▶ EXERCISES TO COMPLETE:
1. Retype the passage on growing giant tomatoes from "1. Chose to" to "transmitting (IRT) plastic.".
2. List every tomato variety that the giant-tomato steps name in step 1, excluding the 'Beefsteak' type.

▶ PASSAGE PROVIDED:
------------------------------------------------------------------------

Ten Steps to Giant Tomatoes
If you want to join the ranks of supergrowers in your area, follow these 10 steps.
1. Chose to grow only known a large-fruited, 'Beefsteak'-type variety. Gordon Graham and the previous world-record holder won with 'Delicious'. Other varieties known to produce giant fruit include 'Big Beef', 'Big Rainbow', 'Dinner Plate', and 'Giant Belgium'.
2. Build your soil with lots of organic matter in a 2-foot radius (at least) around the plants' future sites so they'll have an ample, natural food supply throughout the growing season. Strive for a soil pH of 6.0 to 6.5. To warm the soil early in the season, mulch with black or infrared- transmitting (IRT) plastic.
3. Start plants indoors at least two months before the time to plant them outdoors. Keep seed pots slightly warmer (70? to 80? F) than average indoor temperatures. When the height of the seedling is three times the diameter of the pot, transplant it into successively bigger pots. With each move, plant the seedling deeper than its previous depth to encourage a strong, full root system. Give seedlings plenty of light and food to help them stay healthy when you set them out.
4. A week or so before transplanting outdoors, harden them off, stop fertilizing and watering, and put plants outside each day to help them adjust to new growing conditions. At outdoor planting time, poke holes in the plastic mulch and set the plants either in a deep hole or a horizontal trench to encourage roots to form along the stem.(Some gardeners prefer to lay the transplants horizontally in a 1-foot-long trench to allow roots to form along the stem.)

------------------------------------------------------------------------

▶ EXCERPTED RECORDS:
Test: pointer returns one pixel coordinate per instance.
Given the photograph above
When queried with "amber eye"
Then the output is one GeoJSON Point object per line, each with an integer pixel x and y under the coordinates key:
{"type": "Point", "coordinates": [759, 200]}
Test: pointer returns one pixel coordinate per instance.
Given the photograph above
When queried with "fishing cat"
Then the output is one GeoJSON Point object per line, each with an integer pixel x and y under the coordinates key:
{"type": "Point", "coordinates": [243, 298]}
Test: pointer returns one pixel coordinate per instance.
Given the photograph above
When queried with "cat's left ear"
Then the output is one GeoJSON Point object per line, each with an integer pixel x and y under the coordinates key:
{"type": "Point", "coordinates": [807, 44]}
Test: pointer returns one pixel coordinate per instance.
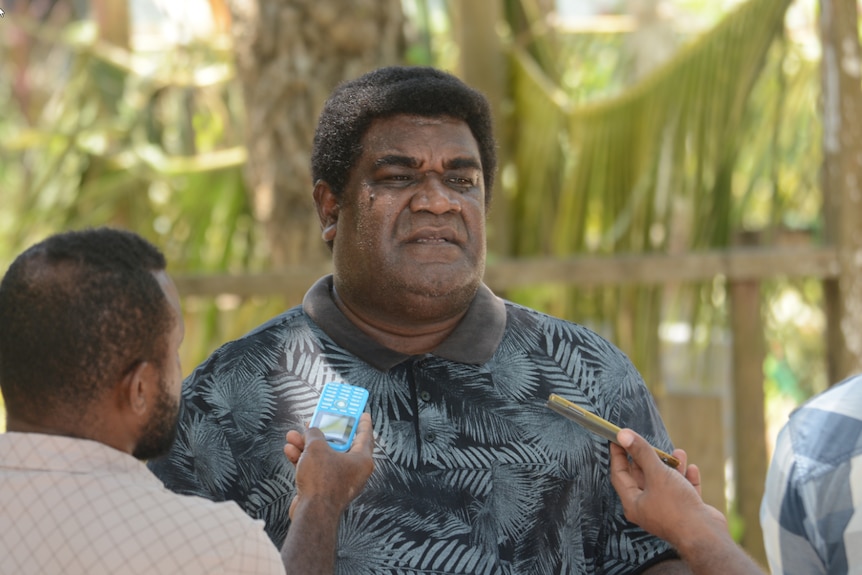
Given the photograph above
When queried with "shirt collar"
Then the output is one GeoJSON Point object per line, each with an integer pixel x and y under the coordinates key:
{"type": "Point", "coordinates": [473, 341]}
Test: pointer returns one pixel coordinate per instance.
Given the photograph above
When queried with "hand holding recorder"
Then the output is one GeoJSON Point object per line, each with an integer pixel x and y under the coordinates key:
{"type": "Point", "coordinates": [667, 503]}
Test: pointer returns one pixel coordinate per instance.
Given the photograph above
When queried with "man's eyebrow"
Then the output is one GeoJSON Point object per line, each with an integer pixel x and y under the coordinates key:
{"type": "Point", "coordinates": [463, 162]}
{"type": "Point", "coordinates": [396, 160]}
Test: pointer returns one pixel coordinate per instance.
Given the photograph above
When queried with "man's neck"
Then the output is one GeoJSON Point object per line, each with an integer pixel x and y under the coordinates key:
{"type": "Point", "coordinates": [414, 339]}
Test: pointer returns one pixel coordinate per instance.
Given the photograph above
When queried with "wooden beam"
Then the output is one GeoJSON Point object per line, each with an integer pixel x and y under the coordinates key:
{"type": "Point", "coordinates": [501, 275]}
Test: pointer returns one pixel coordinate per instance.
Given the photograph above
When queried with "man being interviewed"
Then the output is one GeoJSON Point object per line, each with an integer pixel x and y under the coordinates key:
{"type": "Point", "coordinates": [473, 474]}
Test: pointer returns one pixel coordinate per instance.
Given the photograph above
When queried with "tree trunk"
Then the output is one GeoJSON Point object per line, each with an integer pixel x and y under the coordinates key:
{"type": "Point", "coordinates": [290, 54]}
{"type": "Point", "coordinates": [842, 182]}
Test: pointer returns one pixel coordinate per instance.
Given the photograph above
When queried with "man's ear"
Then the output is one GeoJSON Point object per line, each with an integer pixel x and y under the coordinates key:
{"type": "Point", "coordinates": [138, 388]}
{"type": "Point", "coordinates": [327, 206]}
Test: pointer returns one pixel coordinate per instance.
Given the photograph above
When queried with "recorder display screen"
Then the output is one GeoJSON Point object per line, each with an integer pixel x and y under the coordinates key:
{"type": "Point", "coordinates": [335, 427]}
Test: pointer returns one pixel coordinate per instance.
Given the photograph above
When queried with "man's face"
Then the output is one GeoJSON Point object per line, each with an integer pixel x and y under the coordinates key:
{"type": "Point", "coordinates": [410, 228]}
{"type": "Point", "coordinates": [160, 430]}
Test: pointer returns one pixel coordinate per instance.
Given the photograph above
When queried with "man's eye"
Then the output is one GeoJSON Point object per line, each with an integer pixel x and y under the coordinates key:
{"type": "Point", "coordinates": [462, 182]}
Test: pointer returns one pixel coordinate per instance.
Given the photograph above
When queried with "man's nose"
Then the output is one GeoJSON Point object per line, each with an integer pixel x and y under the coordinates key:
{"type": "Point", "coordinates": [433, 195]}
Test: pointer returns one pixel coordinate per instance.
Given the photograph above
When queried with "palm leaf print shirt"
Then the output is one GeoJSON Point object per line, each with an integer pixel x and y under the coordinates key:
{"type": "Point", "coordinates": [473, 473]}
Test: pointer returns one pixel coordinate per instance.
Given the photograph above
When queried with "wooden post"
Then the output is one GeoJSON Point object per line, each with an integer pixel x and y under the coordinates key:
{"type": "Point", "coordinates": [749, 428]}
{"type": "Point", "coordinates": [483, 66]}
{"type": "Point", "coordinates": [841, 103]}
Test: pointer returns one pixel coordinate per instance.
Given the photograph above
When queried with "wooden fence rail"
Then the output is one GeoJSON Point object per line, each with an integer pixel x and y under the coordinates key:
{"type": "Point", "coordinates": [735, 264]}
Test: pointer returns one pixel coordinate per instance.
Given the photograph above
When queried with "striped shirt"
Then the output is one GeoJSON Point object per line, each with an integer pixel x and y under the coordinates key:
{"type": "Point", "coordinates": [811, 512]}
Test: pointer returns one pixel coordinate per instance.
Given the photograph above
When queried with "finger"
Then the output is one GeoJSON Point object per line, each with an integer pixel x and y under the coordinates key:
{"type": "Point", "coordinates": [692, 473]}
{"type": "Point", "coordinates": [682, 457]}
{"type": "Point", "coordinates": [363, 441]}
{"type": "Point", "coordinates": [295, 437]}
{"type": "Point", "coordinates": [313, 435]}
{"type": "Point", "coordinates": [292, 453]}
{"type": "Point", "coordinates": [621, 476]}
{"type": "Point", "coordinates": [641, 452]}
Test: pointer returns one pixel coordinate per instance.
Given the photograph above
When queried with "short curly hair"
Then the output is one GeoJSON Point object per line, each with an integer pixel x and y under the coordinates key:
{"type": "Point", "coordinates": [384, 92]}
{"type": "Point", "coordinates": [79, 310]}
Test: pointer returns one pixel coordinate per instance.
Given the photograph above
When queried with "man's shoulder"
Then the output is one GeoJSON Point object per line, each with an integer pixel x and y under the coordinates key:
{"type": "Point", "coordinates": [522, 318]}
{"type": "Point", "coordinates": [826, 432]}
{"type": "Point", "coordinates": [262, 342]}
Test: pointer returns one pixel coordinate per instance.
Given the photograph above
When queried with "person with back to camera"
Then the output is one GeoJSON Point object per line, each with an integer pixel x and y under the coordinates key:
{"type": "Point", "coordinates": [90, 328]}
{"type": "Point", "coordinates": [473, 474]}
{"type": "Point", "coordinates": [668, 504]}
{"type": "Point", "coordinates": [810, 513]}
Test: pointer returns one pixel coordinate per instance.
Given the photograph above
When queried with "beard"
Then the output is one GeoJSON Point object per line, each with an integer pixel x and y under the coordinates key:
{"type": "Point", "coordinates": [161, 430]}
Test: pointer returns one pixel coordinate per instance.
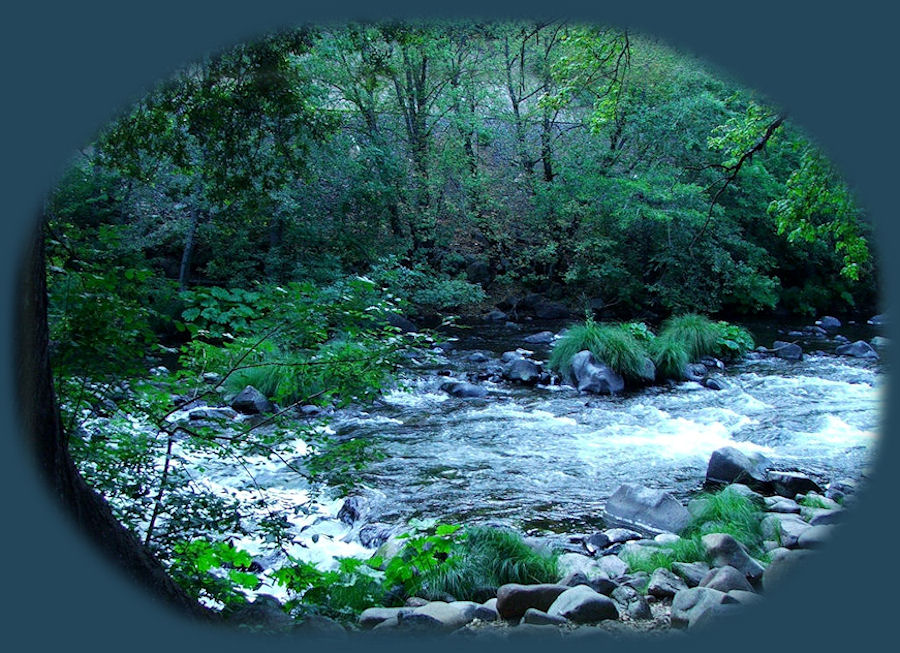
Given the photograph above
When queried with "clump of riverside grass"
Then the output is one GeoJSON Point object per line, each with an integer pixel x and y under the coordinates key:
{"type": "Point", "coordinates": [486, 557]}
{"type": "Point", "coordinates": [726, 511]}
{"type": "Point", "coordinates": [614, 344]}
{"type": "Point", "coordinates": [625, 348]}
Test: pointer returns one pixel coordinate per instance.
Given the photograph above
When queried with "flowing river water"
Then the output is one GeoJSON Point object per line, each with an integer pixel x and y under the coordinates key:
{"type": "Point", "coordinates": [545, 459]}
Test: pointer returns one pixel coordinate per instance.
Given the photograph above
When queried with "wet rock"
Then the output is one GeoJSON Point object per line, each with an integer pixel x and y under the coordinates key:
{"type": "Point", "coordinates": [374, 535]}
{"type": "Point", "coordinates": [371, 617]}
{"type": "Point", "coordinates": [212, 414]}
{"type": "Point", "coordinates": [464, 390]}
{"type": "Point", "coordinates": [815, 537]}
{"type": "Point", "coordinates": [829, 323]}
{"type": "Point", "coordinates": [514, 599]}
{"type": "Point", "coordinates": [780, 567]}
{"type": "Point", "coordinates": [827, 518]}
{"type": "Point", "coordinates": [723, 549]}
{"type": "Point", "coordinates": [251, 401]}
{"type": "Point", "coordinates": [589, 375]}
{"type": "Point", "coordinates": [665, 584]}
{"type": "Point", "coordinates": [631, 602]}
{"type": "Point", "coordinates": [265, 611]}
{"type": "Point", "coordinates": [688, 605]}
{"type": "Point", "coordinates": [616, 535]}
{"type": "Point", "coordinates": [542, 338]}
{"type": "Point", "coordinates": [583, 605]}
{"type": "Point", "coordinates": [787, 350]}
{"type": "Point", "coordinates": [725, 579]}
{"type": "Point", "coordinates": [613, 566]}
{"type": "Point", "coordinates": [783, 528]}
{"type": "Point", "coordinates": [790, 484]}
{"type": "Point", "coordinates": [352, 510]}
{"type": "Point", "coordinates": [691, 572]}
{"type": "Point", "coordinates": [782, 505]}
{"type": "Point", "coordinates": [656, 510]}
{"type": "Point", "coordinates": [522, 370]}
{"type": "Point", "coordinates": [694, 372]}
{"type": "Point", "coordinates": [731, 465]}
{"type": "Point", "coordinates": [858, 349]}
{"type": "Point", "coordinates": [318, 626]}
{"type": "Point", "coordinates": [539, 618]}
{"type": "Point", "coordinates": [716, 383]}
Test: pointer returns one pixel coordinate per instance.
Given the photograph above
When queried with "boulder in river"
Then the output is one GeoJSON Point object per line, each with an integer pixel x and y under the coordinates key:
{"type": "Point", "coordinates": [858, 349]}
{"type": "Point", "coordinates": [731, 465]}
{"type": "Point", "coordinates": [522, 370]}
{"type": "Point", "coordinates": [651, 509]}
{"type": "Point", "coordinates": [542, 338]}
{"type": "Point", "coordinates": [592, 376]}
{"type": "Point", "coordinates": [829, 323]}
{"type": "Point", "coordinates": [787, 350]}
{"type": "Point", "coordinates": [464, 390]}
{"type": "Point", "coordinates": [251, 401]}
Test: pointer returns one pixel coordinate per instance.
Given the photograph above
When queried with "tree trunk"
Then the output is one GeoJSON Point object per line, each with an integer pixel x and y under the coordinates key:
{"type": "Point", "coordinates": [184, 271]}
{"type": "Point", "coordinates": [43, 427]}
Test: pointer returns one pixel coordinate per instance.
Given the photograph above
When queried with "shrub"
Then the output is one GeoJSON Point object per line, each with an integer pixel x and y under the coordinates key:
{"type": "Point", "coordinates": [613, 344]}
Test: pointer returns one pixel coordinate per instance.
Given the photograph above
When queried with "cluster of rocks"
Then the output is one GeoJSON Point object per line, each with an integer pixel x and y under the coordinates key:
{"type": "Point", "coordinates": [826, 327]}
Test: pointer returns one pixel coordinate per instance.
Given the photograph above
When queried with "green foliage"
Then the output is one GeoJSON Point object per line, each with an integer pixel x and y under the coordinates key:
{"type": "Point", "coordinates": [340, 594]}
{"type": "Point", "coordinates": [733, 341]}
{"type": "Point", "coordinates": [613, 344]}
{"type": "Point", "coordinates": [728, 511]}
{"type": "Point", "coordinates": [670, 356]}
{"type": "Point", "coordinates": [213, 570]}
{"type": "Point", "coordinates": [696, 333]}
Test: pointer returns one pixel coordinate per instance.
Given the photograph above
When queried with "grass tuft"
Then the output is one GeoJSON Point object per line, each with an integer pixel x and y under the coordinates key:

------------------------------------------------------------------------

▶ SOLUTIONS:
1.
1. Chose to grow only known a large-fruited, 'Beefsteak'-type variety. Gordon Graham and the previous world-record holder won with 'Delicious'. Other varieties known to produce giant fruit include 'Big Beef', 'Big Rainbow', 'Dinner Plate', and 'Giant Belgium'.
2. Build your soil with lots of organic matter in a 2-foot radius (at least) around the plants' future sites so they'll have an ample, natural food supply throughout the growing season. Strive for a soil pH of 6.0 to 6.5. To warm the soil early in the season, mulch with black or infrared- transmitting (IRT) plastic.

2.
'Delicious'
'Big Beef'
'Big Rainbow'
'Dinner Plate'
'Giant Belgium'